EXTRAIT DE TEXTE:
Magazine

Je suis un pirate ; voici pourquoi

Publié le 12 mars 2009 par Pierre Mounier

Réseau des piratesCela faisait longtemps que j'attendais cela. Après des années et des années de législations toujours plus arriérées et répressives concernant les usages d'Internet, le projet de loi Création et Internet touche le fond et provoque une réaction salutaire. Car la constitution du Réseau des pirates et la rédaction du Pacte pour les libertés numériques que je viens de signer constituent une nouveauté assez importante.

Les différentes lois qui ont été votées depuis 2000, mais surtout 2001 : Loi pour la Société de l'Information (LSI), Loi pour la confiance dans l'Economie Numérique (LCEN), Loi Droit d'auteur et droits voisins (DADVSI), parmi d'autres, n'ont jusqu'à présent provoqué que des concerts de protestation de la part des associations de défense des libertés publiques sur Internet (IRIS), puis des groupes de revendication particuliers, assez inutiles, il faut bien le dire. Pendant très longtemps, le débat est resté bloqué en France entre ceux qui prétendaient proposer des modes de régulation visant à mettre fin à la soi-disant "zone de non-droit" que représenterait Internet, et ceux qui, s'opposant à ces mesures législatives, n'en proposaient cependant pas d'alternative.

Le débat sur la DADVSI a constitué un début de changement puisque qu'à la volonté répressive du gouvernement, un certain nombre de députés ont proposé une véritable alternative, la licence globale, qui fut finalement rejetée, comme on le sait.

CONSIGNE A: Recopiez le passage de l'article qui commence par les mots contenant "Réseau des piratesCela" et se termine par "nouveauté assez importante.".

SECTION DES DONNÉES:
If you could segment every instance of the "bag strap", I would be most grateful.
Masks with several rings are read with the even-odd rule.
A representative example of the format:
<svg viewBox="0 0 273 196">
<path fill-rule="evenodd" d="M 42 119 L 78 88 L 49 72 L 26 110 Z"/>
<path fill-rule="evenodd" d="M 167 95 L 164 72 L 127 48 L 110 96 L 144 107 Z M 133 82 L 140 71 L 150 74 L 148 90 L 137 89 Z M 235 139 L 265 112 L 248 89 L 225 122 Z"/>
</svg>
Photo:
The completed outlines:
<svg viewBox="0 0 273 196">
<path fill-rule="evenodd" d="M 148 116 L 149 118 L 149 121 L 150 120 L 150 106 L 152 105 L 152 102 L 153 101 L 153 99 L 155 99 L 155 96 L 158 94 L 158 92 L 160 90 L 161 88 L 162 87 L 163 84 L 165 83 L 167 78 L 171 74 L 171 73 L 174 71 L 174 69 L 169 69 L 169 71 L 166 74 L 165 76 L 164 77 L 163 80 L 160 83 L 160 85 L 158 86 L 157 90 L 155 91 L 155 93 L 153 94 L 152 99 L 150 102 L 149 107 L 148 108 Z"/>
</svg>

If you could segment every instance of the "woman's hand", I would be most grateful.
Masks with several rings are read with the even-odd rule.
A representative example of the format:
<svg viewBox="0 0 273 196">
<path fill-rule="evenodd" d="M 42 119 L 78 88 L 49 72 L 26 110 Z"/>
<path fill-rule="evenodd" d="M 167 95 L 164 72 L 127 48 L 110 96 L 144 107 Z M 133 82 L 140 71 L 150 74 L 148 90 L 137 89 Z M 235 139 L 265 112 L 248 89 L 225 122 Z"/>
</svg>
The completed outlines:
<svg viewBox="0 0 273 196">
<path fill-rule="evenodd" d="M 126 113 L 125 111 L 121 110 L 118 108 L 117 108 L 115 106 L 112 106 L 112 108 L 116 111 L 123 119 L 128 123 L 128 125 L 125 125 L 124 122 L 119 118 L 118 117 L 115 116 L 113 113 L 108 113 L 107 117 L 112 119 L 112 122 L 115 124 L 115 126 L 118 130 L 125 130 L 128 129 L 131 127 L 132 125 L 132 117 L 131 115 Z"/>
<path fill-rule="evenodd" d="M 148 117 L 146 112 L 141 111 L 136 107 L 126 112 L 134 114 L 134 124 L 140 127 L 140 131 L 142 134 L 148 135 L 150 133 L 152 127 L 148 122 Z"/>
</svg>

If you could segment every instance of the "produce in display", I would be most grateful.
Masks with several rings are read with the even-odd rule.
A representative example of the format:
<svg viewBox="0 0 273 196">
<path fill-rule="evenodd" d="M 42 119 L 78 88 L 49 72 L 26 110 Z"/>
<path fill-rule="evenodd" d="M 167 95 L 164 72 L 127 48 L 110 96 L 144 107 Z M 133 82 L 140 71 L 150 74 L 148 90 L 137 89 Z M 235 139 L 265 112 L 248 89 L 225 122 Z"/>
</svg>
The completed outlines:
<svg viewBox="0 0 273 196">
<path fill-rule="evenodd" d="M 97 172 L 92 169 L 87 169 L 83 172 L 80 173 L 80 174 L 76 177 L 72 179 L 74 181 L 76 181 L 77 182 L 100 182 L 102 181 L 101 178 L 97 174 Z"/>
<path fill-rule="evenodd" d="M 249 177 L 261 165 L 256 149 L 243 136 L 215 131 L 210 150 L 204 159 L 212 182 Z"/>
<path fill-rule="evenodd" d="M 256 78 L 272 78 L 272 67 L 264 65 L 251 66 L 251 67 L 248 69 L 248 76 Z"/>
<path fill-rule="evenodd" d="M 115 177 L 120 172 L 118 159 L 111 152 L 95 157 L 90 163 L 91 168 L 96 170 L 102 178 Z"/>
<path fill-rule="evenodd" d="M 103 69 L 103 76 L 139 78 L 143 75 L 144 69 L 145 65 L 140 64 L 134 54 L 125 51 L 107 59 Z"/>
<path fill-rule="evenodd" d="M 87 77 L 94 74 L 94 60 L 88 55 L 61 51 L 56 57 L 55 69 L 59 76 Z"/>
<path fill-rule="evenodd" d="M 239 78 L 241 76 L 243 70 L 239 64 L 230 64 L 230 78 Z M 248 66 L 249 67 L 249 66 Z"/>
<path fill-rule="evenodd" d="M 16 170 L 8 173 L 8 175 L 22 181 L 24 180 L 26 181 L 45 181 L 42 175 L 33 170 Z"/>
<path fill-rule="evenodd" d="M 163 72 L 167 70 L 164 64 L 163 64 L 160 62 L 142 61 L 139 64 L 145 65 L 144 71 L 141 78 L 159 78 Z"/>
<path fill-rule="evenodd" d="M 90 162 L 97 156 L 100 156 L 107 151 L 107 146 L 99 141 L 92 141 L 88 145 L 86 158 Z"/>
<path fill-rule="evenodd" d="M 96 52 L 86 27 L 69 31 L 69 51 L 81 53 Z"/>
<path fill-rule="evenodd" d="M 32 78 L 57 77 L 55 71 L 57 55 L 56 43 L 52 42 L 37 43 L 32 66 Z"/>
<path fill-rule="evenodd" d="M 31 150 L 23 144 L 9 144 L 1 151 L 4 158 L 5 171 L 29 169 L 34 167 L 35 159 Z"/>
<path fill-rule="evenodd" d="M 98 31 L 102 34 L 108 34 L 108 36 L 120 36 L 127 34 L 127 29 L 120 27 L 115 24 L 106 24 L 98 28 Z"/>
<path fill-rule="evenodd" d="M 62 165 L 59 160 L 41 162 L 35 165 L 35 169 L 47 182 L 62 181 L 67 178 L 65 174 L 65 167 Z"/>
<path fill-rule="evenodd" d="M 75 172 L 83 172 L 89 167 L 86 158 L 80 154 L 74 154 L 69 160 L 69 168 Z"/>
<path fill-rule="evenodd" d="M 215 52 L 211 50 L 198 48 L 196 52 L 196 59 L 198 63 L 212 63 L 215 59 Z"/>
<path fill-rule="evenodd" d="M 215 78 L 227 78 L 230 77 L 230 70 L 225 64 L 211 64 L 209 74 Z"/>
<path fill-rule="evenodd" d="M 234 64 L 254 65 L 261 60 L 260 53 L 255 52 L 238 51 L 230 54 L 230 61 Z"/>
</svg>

CONSIGNE B: Affichez toutes les lignes des enregistrements où figure la chaîne "would", en respectant la casse.

RÉPONSE ATTENDUE A:
Réseau des piratesCela faisait longtemps que j'attendais cela. Après des années et des années de législations toujours plus arriérées et répressives concernant les usages d'Internet, le projet de loi Création et Internet touche le fond et provoque une réaction salutaire. Car la constitution du Réseau des pirates et la rédaction du Pacte pour les libertés numériques que je viens de signer constituent une nouveauté assez importante.

RÉPONSE ATTENDUE B:
If you could segment every instance of the "bag strap", I would be most grateful.
If you could segment every instance of the "woman's hand", I would be most grateful.
If you could segment every instance of the "produce in display", I would be most grateful.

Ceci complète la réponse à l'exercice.